--- Start Available records ---

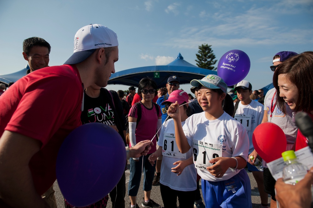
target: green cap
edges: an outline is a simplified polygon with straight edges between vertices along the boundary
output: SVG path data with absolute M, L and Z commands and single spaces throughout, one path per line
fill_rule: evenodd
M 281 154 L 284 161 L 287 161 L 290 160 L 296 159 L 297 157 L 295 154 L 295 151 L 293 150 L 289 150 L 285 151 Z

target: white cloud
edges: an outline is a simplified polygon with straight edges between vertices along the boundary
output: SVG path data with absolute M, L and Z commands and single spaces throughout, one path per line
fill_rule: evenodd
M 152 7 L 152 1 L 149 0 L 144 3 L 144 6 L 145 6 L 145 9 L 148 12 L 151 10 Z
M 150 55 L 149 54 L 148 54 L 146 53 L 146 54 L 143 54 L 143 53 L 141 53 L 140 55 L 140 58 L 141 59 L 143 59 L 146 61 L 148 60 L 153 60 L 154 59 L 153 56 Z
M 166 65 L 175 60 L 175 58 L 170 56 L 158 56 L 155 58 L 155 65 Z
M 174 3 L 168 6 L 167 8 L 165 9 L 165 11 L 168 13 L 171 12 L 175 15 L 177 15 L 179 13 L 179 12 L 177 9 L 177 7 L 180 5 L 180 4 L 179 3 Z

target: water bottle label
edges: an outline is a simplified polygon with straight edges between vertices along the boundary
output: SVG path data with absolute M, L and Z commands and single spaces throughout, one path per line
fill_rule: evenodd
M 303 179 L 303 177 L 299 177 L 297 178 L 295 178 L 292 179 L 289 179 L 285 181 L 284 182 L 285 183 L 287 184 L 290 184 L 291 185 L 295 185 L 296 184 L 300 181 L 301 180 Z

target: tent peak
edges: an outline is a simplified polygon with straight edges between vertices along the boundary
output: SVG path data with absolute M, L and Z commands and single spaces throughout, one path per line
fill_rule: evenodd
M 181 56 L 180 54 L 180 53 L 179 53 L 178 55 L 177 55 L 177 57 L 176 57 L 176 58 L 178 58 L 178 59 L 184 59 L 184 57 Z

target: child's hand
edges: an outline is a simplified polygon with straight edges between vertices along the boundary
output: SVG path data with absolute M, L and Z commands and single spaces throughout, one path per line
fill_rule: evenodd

--- End Available records ---

Copy out all of the records above with "evenodd" swapped for "nonzero" wherever it occurs, keeping every other word the same. Leave the pictures out.

target: green cap
edges: an outline is a simplified polygon with straight edges between vertices along the boundary
output: SVG path data with absolute M, L and Z commands and single spaces throughout, one path per line
fill_rule: nonzero
M 281 154 L 284 161 L 287 161 L 290 160 L 296 159 L 297 157 L 295 154 L 295 151 L 293 150 L 289 150 L 285 151 Z

target: white cloud
edges: an outline is a simplified polygon with straight edges between vertices along the boundary
output: SVG path data with absolute M, L and Z commands and single spaces throughout, one path per line
fill_rule: nonzero
M 152 7 L 152 1 L 149 0 L 144 3 L 144 6 L 145 6 L 145 9 L 148 12 L 151 10 Z
M 150 55 L 149 54 L 148 54 L 146 53 L 146 54 L 143 54 L 143 53 L 141 53 L 140 55 L 140 58 L 141 59 L 143 59 L 146 61 L 148 60 L 153 60 L 154 59 L 153 56 Z
M 166 65 L 175 60 L 175 58 L 170 56 L 158 56 L 155 58 L 155 65 Z
M 174 3 L 168 6 L 167 8 L 165 9 L 165 11 L 168 13 L 171 12 L 175 15 L 177 15 L 179 13 L 179 12 L 177 9 L 177 7 L 180 5 L 180 4 L 179 3 Z

target: water bottle label
edges: an outline is a simplified polygon with straight edges between vertices along the boundary
output: SVG path data with absolute M, L and Z commands and single spaces throughout, one path per line
fill_rule: nonzero
M 303 179 L 303 177 L 299 177 L 297 178 L 295 178 L 292 179 L 289 179 L 285 181 L 284 182 L 285 183 L 287 184 L 290 184 L 291 185 L 295 185 L 296 184 L 300 181 L 301 180 Z

target: tent peak
edges: an outline is a simplified polygon with straight edges between vertices along the boundary
output: SVG path data with absolute M, L and Z commands and single spaces throughout, one path per line
fill_rule: nonzero
M 181 56 L 180 54 L 180 53 L 179 53 L 178 55 L 177 55 L 177 57 L 176 57 L 176 58 L 178 58 L 178 59 L 184 59 L 184 57 Z

target: child's hand
edges: an outline is a simplified polygon with straight edges between vertices along the boundary
output: SVG path data with absolute M, L and Z commands and single spaces throughout, one path per line
fill_rule: nonzero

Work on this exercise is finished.